═══ Supplied entries ═══
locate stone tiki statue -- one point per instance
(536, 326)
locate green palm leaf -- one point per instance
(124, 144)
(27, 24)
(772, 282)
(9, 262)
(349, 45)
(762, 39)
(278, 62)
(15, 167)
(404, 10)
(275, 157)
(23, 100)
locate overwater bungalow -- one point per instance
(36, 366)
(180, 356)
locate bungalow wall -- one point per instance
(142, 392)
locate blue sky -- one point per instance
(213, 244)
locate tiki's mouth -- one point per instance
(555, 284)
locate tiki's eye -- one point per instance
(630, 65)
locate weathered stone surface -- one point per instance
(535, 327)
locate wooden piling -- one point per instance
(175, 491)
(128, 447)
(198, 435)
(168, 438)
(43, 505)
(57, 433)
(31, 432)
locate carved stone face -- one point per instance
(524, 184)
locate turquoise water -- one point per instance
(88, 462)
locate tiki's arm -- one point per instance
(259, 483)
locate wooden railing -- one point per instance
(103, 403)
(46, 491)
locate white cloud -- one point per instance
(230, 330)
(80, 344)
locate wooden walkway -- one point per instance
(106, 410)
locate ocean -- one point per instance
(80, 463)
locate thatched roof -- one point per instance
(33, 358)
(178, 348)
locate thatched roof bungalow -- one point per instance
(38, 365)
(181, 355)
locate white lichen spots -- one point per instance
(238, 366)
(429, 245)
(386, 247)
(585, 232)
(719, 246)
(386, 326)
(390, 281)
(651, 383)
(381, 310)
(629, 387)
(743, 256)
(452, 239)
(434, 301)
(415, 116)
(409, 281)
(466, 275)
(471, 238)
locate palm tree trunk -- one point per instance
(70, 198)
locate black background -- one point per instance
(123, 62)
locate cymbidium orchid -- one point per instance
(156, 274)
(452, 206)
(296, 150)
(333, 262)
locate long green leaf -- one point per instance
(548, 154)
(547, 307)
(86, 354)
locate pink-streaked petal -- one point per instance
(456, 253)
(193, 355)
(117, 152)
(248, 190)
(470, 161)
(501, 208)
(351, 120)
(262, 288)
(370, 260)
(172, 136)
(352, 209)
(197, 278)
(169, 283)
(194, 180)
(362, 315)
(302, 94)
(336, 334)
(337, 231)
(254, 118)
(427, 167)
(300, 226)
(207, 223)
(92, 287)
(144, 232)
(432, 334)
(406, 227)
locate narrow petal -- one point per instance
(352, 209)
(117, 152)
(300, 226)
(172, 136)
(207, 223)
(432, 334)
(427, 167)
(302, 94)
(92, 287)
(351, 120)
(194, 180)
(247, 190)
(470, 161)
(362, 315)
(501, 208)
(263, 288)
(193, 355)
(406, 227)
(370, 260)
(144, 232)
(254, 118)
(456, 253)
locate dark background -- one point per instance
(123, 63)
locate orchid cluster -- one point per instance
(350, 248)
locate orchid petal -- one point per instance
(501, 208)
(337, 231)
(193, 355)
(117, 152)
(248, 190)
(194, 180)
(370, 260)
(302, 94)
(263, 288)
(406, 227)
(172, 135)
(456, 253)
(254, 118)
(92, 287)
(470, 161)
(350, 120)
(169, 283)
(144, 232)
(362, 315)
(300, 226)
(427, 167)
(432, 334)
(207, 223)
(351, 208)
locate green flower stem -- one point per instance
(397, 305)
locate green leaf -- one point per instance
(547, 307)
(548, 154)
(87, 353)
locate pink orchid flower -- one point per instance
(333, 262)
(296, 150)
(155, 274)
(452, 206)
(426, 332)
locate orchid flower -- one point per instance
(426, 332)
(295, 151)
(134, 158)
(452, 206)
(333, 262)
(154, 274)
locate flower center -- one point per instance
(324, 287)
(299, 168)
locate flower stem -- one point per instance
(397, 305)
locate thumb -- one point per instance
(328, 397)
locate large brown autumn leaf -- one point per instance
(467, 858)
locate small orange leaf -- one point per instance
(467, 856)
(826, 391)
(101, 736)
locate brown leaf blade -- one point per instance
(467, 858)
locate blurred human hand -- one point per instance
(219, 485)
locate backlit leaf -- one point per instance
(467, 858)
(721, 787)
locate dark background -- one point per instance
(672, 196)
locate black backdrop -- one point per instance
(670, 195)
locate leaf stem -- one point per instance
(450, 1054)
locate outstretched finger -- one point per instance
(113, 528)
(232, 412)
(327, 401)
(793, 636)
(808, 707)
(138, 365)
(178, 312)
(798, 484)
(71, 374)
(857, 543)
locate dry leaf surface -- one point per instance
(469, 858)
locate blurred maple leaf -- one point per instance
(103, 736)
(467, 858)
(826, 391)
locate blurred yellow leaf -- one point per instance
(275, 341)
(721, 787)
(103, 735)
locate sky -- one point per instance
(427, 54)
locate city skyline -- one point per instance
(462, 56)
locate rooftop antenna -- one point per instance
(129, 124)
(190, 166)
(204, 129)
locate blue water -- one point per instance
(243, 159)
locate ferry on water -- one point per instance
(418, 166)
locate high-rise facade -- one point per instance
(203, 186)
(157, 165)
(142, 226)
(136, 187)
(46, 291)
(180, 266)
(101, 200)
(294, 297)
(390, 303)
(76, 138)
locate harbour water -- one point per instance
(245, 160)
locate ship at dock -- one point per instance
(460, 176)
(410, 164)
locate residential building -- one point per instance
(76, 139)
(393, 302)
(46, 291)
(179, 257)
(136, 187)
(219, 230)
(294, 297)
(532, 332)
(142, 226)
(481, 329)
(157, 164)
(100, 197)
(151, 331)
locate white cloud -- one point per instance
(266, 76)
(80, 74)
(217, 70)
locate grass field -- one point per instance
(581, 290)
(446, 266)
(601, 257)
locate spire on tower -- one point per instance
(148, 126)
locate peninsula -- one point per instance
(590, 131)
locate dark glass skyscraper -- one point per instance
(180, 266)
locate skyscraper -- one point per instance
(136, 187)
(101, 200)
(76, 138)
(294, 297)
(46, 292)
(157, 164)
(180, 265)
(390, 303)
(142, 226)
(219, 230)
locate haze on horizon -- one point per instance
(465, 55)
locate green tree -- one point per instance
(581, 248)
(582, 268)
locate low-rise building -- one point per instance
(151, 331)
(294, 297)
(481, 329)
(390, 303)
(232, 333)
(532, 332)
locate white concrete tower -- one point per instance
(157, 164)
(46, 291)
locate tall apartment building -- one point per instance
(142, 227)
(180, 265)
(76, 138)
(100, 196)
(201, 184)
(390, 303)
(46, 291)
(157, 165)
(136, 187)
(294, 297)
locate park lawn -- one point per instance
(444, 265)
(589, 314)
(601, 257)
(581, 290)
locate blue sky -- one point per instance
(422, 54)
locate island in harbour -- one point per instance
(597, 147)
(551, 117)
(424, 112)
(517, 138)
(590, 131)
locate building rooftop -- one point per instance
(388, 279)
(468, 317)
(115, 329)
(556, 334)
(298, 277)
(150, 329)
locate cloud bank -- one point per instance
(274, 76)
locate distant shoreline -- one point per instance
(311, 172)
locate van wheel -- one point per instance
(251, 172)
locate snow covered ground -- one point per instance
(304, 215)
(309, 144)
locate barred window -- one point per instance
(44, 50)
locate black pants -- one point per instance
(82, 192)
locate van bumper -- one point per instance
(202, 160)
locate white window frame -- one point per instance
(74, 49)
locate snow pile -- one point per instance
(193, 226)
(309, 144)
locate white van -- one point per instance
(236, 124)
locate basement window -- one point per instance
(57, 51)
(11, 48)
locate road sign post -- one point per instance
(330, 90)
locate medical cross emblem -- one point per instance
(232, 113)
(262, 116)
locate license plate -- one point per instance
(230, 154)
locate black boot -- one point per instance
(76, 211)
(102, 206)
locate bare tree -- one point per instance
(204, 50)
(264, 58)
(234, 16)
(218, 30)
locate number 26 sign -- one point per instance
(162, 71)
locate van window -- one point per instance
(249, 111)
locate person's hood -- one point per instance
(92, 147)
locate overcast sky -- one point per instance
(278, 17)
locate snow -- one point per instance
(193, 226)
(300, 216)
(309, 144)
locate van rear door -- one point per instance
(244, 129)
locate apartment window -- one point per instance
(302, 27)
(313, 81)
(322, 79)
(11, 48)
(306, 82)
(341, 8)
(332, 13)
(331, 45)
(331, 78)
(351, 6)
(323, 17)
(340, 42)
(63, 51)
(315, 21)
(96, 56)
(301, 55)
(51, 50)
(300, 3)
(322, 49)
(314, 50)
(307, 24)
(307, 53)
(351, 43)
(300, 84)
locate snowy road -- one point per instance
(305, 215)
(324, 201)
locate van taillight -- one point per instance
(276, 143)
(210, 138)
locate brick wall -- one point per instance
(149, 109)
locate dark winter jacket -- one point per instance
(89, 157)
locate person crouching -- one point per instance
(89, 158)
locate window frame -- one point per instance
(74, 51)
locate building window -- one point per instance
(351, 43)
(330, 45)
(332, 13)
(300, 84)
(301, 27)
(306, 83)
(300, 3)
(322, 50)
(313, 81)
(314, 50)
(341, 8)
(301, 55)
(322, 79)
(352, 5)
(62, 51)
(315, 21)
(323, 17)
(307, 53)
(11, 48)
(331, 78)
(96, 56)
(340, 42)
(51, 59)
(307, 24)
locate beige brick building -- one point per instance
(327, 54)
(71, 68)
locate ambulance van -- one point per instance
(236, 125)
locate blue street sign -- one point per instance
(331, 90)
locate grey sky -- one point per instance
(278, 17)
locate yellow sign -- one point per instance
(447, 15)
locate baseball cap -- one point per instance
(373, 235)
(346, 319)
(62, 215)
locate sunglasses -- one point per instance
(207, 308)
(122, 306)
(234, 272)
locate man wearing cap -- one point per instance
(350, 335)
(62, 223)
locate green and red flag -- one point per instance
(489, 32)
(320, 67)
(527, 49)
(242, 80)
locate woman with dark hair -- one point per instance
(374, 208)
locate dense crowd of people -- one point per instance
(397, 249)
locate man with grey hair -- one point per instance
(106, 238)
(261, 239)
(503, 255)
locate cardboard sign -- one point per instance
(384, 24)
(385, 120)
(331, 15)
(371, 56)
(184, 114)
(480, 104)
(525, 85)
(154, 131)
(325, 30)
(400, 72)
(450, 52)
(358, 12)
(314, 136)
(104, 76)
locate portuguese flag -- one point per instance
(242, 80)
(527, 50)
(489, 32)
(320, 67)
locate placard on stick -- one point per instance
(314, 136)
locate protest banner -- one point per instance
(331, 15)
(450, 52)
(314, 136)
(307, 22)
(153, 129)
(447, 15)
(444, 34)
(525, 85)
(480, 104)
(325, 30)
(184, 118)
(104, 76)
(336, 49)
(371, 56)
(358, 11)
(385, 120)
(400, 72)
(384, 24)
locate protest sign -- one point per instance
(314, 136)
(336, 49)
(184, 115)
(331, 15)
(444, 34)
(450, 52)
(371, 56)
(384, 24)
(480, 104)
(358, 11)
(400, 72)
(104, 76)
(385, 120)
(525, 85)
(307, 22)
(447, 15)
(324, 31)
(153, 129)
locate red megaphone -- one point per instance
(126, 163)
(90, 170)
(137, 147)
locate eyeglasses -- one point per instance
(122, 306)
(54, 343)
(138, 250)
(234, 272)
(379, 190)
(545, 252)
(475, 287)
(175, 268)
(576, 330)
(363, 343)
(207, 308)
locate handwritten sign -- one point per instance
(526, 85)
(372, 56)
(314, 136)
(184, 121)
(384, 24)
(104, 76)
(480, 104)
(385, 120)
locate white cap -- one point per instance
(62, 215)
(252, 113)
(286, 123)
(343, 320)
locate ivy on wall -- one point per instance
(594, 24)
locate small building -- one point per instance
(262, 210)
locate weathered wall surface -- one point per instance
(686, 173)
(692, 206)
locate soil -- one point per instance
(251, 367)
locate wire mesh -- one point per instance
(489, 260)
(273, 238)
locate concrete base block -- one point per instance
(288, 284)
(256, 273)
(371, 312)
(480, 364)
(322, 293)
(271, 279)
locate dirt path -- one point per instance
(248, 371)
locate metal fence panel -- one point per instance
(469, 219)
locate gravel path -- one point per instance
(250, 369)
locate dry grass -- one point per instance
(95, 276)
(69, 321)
═══
▸ Goal of the exercise
Which lines run from the one containing "locate red megaphone" to the end of the entries above? Quote exactly those, and only those.

▸ Solution for this exercise
locate red megaphone -- one point per instance
(126, 163)
(90, 170)
(137, 147)
locate eyeglasses -- one point per instance
(122, 306)
(54, 343)
(138, 250)
(234, 272)
(379, 190)
(545, 252)
(475, 287)
(175, 268)
(576, 330)
(363, 343)
(207, 308)
locate handwritten sign -- one point per instance
(526, 85)
(372, 56)
(314, 136)
(184, 121)
(384, 24)
(104, 76)
(480, 104)
(385, 120)
locate white cap -- one point per instance
(62, 215)
(252, 113)
(286, 123)
(343, 320)
locate ivy on wall -- one point per instance
(594, 24)
locate small building -- one point per instance
(262, 210)
locate weathered wall surface -- one point per instance
(686, 173)
(692, 206)
locate soil -- one point per instance
(251, 367)
locate wire mesh -- one point per instance
(489, 260)
(273, 238)
locate concrete base block -- one point per instance
(288, 284)
(256, 273)
(371, 312)
(480, 364)
(322, 293)
(271, 279)
locate dirt path -- one point per instance
(248, 371)
locate metal fence panel -- one point per instance
(469, 219)
locate gravel path -- one point per instance
(250, 369)
locate dry grass -- one point per instance
(95, 276)
(69, 321)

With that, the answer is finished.